| TASK STATEMENT |
Find each line below that contains the word "plant" and copy it out. Case counts.

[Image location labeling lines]
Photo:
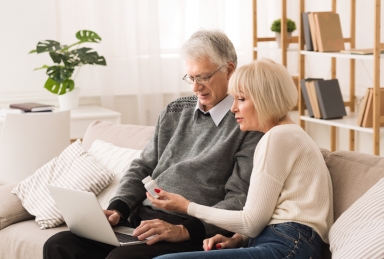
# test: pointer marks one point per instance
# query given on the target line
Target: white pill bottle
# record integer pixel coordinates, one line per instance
(151, 185)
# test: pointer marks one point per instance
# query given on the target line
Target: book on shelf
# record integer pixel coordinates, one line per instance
(306, 96)
(312, 28)
(32, 107)
(307, 32)
(328, 32)
(5, 111)
(368, 113)
(360, 51)
(330, 99)
(362, 106)
(310, 84)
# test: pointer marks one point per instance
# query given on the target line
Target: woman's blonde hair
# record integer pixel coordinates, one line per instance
(269, 86)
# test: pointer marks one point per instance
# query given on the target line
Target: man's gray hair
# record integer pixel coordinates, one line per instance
(211, 44)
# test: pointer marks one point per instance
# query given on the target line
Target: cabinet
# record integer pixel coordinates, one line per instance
(284, 39)
(348, 122)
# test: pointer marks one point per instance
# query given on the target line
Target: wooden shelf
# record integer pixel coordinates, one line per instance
(338, 55)
(347, 122)
(350, 121)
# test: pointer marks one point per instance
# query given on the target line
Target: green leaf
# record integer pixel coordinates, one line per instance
(57, 88)
(48, 45)
(60, 73)
(52, 86)
(88, 36)
(67, 86)
(43, 67)
(88, 56)
(56, 57)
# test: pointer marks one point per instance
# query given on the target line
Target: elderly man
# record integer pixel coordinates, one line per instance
(197, 151)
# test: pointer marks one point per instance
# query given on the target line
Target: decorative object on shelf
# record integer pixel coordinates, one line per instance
(32, 107)
(66, 59)
(276, 27)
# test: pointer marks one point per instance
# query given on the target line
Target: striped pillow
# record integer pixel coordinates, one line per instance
(73, 168)
(358, 232)
(115, 159)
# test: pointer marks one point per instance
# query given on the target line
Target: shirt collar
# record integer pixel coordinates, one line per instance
(218, 112)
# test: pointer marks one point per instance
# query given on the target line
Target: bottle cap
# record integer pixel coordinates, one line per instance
(147, 179)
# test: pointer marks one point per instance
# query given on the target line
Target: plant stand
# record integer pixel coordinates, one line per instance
(69, 100)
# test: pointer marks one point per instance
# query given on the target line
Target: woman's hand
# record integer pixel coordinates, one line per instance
(169, 201)
(222, 242)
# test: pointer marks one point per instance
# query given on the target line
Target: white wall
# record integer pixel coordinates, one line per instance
(23, 23)
(270, 10)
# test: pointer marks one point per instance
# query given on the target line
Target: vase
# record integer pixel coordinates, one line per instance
(278, 38)
(69, 100)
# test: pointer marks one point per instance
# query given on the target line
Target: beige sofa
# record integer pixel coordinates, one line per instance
(20, 237)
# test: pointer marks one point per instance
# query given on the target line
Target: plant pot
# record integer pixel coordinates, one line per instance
(278, 38)
(69, 100)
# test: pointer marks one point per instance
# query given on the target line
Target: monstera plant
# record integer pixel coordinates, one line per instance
(66, 59)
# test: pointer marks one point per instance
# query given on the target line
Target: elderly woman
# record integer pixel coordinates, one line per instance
(289, 210)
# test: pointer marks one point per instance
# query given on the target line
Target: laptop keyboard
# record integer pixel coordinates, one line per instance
(124, 238)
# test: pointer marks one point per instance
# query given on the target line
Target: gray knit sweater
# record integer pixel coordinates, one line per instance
(205, 163)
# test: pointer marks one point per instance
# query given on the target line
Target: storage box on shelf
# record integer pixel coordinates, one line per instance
(349, 121)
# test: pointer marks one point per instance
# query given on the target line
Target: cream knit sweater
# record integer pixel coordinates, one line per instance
(290, 183)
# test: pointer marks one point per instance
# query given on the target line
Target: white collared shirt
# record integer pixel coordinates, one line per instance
(218, 111)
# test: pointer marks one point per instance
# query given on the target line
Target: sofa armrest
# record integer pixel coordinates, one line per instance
(11, 209)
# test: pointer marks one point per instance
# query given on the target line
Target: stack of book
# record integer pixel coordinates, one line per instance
(365, 112)
(322, 32)
(323, 98)
(32, 107)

| EXPECTED OUTPUT |
Target: plant stand
Target: plant pot
Target: monstera plant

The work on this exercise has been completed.